Source extract:
......

WO2000038758A1

WO2000038758A1 - Use of a selective membrane in a biomedical device for the extracorporeal treatment of blood and other organic fluids

Info

Publication number: WO2000038758A1
Application number: PCT/IB1999/002041
Authority: WO
Inventors: Raffaella Scagliarini
Original assignee: In.Te.C. S.R.L.
Priority date: 1998-12-24
Filing date: 1999-12-22
Publication date: 2000-07-06
Also published as: IT1304503B1; ITMI982831A1

Abstract

The present invention relates to the use of a selective membrane (3) in a biomedical device (1) for the extracorporeal ozonization of blood and biological fluids. The device (1) used in the treatment comprises a hollow body (2) in which there are two compartments (blood compartment: 4') for the passage of two fluids; the compartments are separated by a membrane (3) which is made of polymeric resin for the selective molecular diffusion of ozone and/or oxygen and is substantially inert with respect to ozone.

Description

USE OF A SELECTIVE MEMBRANE IN A BIOMEDICAL DEVICE FOR THE EXTRACORPOREAL TREATMENT OF BLOOD AND OTHER ORGANIC FLUIDS

TECHNICAL FIELD The present invention relates to the use of a selective membrane in a biomedical device for the treatment of blood and biological fluids.

In particular, the present invention relates to a biomedical device for the extracorporeal ozonization of blood or biological fluids and to the use of particular membranes in blood treatments performed outside the body. BACKGROUND ART

Ozone, the active principle used in the present invention, is an unstable gas currently applied as a whitening, oxidizing, and water purifying agent thanks to its disinfectant activity.

In the medical field, during the last few decades ozone has found different applications, from the disinfection of deep wounds of the limbs to the treatment of immune deficiencies and chronic obstructive vasculopathies.

......

Work instructions:
A – Copy the part of the membrane patent page from "Publication number: WO2000038758A1" to "assignee: In.Te.C. S.R.L." word for word.
B – Who is listed as the original assignee on the membrane patent page?

......

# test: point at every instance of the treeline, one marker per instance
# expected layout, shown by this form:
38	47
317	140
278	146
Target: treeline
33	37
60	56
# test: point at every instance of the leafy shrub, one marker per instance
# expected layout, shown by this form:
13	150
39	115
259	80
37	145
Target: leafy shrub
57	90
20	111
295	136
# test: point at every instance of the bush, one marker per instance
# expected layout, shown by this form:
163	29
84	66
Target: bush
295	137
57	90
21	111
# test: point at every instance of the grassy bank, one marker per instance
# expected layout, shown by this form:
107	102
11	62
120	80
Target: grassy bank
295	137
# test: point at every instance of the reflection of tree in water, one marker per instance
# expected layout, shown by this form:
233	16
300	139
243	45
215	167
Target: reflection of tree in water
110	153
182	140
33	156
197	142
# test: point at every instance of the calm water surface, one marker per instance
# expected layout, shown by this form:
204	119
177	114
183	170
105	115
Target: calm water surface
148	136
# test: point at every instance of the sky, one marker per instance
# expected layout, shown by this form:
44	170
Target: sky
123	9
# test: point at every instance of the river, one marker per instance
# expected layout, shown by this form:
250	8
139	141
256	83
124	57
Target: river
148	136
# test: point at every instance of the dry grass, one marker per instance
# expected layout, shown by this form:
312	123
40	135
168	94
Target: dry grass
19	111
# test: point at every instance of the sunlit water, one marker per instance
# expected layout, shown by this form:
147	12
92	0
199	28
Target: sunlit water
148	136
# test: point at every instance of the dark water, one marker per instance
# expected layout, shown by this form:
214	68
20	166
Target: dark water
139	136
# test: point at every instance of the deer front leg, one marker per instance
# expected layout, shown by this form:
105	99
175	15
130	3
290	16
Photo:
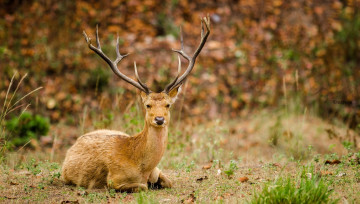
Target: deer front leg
124	183
157	178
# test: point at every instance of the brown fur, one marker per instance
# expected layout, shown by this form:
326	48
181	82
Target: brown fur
120	161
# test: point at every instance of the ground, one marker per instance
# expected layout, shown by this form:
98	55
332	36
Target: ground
213	161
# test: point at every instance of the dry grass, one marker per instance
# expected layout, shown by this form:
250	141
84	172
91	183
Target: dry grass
301	140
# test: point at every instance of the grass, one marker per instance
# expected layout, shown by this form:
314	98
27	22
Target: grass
206	162
308	188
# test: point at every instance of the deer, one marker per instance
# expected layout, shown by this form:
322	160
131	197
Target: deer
114	159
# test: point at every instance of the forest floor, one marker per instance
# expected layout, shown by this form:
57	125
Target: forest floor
218	161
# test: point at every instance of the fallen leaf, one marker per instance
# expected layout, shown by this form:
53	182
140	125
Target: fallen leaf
190	199
201	179
341	174
335	161
13	183
82	193
218	198
326	173
207	166
243	179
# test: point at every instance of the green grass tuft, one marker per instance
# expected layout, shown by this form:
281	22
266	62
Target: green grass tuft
308	189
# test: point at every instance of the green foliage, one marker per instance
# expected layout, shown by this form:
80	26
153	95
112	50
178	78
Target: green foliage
308	189
26	127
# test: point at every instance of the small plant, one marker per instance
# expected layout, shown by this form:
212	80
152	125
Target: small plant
308	189
26	127
232	168
33	167
8	106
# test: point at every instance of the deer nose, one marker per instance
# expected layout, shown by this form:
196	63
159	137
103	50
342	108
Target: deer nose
159	120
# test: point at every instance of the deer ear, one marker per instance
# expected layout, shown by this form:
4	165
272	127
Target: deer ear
174	93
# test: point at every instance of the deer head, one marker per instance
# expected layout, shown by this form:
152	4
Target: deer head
157	105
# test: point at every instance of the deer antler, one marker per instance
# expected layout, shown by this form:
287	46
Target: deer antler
179	80
113	64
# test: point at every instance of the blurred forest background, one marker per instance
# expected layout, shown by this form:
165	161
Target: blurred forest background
260	54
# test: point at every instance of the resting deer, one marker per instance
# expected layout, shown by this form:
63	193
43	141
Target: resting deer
120	161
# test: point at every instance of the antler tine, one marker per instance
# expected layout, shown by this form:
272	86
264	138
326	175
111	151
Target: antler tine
97	37
167	88
138	79
205	24
113	65
182	52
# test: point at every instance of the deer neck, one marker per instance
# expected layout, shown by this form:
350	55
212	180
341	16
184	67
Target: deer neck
153	143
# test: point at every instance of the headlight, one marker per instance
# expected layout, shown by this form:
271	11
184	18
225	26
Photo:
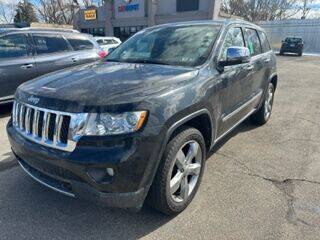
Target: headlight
100	124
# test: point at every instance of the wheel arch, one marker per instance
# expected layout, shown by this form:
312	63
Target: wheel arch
200	120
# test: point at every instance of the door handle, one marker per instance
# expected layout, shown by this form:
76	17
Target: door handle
250	67
27	66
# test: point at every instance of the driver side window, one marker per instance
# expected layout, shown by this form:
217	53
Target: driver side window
234	38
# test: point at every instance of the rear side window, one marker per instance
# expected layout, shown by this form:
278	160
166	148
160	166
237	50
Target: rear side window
79	43
45	44
13	46
234	38
253	42
264	42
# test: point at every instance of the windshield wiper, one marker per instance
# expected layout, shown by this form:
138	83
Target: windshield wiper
147	61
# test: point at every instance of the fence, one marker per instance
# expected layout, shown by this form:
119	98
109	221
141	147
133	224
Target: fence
309	30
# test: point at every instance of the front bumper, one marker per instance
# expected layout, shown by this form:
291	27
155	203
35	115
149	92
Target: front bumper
134	159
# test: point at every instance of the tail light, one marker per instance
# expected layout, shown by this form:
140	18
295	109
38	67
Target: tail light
102	53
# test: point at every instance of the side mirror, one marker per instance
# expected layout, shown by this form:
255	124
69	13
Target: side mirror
236	55
110	50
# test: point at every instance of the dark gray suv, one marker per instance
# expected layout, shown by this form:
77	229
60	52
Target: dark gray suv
140	124
28	53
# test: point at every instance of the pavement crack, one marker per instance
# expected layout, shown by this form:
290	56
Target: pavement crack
286	187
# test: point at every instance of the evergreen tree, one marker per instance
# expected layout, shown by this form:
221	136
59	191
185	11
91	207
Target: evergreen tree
25	13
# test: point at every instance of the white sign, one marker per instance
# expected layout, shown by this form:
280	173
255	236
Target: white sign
129	8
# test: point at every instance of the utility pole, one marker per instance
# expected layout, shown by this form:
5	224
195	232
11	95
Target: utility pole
214	9
152	10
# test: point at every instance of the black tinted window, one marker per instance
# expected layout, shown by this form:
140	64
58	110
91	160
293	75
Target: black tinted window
13	46
79	43
50	44
264	42
253	42
187	5
234	38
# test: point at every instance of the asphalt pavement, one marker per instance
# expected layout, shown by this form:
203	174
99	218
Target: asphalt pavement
259	183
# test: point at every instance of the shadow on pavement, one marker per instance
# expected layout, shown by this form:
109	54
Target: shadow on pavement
31	211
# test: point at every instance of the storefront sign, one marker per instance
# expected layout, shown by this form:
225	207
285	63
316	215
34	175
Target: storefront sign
90	14
129	8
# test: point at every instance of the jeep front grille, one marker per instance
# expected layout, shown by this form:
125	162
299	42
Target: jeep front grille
46	127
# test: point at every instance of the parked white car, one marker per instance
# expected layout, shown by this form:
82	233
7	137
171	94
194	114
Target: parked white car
108	42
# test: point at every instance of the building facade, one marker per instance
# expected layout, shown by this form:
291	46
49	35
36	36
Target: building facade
123	18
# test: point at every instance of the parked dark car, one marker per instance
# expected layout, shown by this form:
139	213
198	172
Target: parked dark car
140	125
29	52
292	45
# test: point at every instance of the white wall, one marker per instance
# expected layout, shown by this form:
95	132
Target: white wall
169	6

......

Outputs by task:
A –
Publication number: WO2000038758A1
Application number: PCT/IB1999/002041
Authority: WO
Inventors: Raffaella Scagliarini
Original assignee: In.Te.C. S.R.L.

B – In.Te.C. S.R.L.